PROBLEM DESCRIPTION: Write out, precisely and in full, each line of the material.

Start of RECORDED DATA

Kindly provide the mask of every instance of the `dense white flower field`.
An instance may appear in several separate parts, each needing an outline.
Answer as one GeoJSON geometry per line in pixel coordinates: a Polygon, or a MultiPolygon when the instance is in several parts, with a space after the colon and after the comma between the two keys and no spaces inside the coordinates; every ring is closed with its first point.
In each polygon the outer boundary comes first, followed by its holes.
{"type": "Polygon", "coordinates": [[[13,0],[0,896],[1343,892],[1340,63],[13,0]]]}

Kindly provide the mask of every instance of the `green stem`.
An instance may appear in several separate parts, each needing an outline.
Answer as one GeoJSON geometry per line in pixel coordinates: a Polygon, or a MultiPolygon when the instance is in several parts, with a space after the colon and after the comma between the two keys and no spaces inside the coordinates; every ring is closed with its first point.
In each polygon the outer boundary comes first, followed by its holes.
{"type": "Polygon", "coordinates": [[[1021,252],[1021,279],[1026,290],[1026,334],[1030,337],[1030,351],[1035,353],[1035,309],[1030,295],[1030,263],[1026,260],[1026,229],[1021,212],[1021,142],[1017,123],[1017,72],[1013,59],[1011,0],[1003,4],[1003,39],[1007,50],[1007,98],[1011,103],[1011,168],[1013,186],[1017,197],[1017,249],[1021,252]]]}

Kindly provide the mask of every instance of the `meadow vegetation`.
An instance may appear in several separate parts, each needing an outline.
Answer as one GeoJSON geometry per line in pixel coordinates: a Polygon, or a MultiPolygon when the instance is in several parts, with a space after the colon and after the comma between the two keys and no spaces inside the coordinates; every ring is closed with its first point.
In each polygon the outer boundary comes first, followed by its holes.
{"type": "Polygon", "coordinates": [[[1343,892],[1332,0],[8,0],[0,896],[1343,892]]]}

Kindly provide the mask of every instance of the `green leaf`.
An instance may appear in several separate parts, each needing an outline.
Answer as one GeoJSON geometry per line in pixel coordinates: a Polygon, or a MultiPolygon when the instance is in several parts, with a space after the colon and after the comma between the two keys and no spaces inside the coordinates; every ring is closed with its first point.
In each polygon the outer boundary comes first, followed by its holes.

End of RECORDED DATA

TASK SOLUTION:
Kindly provide the mask of every instance of the `dense white flower field`.
An instance may appear in several separate parts, each needing an outline.
Answer as one GeoJSON geometry per line in pixel coordinates: a Polygon, or a MultiPolygon when the instance is in several parts, with a space after the colon and after the comma between the two keys and no spaces inside the coordinates; every ring is closed with its first point.
In each polygon the outer boundary comes first, followed by its holes.
{"type": "Polygon", "coordinates": [[[13,0],[0,896],[1343,892],[1340,63],[13,0]]]}

Kindly provide the mask of every instance of the `green stem`.
An instance may appear in several separate parts, each needing an outline.
Answer as one GeoJSON geometry per line in pixel coordinates: a Polygon, or a MultiPolygon when the instance is in several parts, with a space after the colon and after the comma between the two keys and no spaces inside the coordinates; every ring is closed with its first point.
In each polygon the outer boundary comes first, followed by its holes.
{"type": "Polygon", "coordinates": [[[1021,252],[1021,279],[1026,290],[1026,334],[1030,337],[1030,351],[1035,353],[1035,309],[1030,295],[1030,263],[1026,260],[1026,229],[1021,212],[1021,142],[1017,123],[1017,72],[1013,59],[1011,0],[1003,4],[1003,39],[1007,50],[1007,98],[1011,103],[1011,168],[1013,186],[1017,197],[1017,249],[1021,252]]]}

Kindly provide the mask of every instance of the `meadow vegetation`.
An instance may appear in several separate parts, each needing an outline.
Answer as one GeoJSON geometry per line in pixel coordinates: a Polygon, or a MultiPolygon when the instance is in several parts, with a space after the colon and after the comma between the two keys and no spaces inside the coordinates; every ring is closed with its first point.
In each polygon the outer boundary comes first, followed by its holes.
{"type": "Polygon", "coordinates": [[[1343,892],[1332,0],[8,0],[0,896],[1343,892]]]}

Kindly provide the mask of every instance of the `green leaf`.
An instance may appear in several separate parts, each needing an outline.
Answer as one GeoJSON geometry per line in pixel coordinates: a Polygon, or a MultiPolygon when the instance is in several parts, with a space after the colon and after the comma between the two keys and no spaces inside the coordinates; every ring is closed with its first point.
In each polygon the outer boundary comes first, followed by its holes.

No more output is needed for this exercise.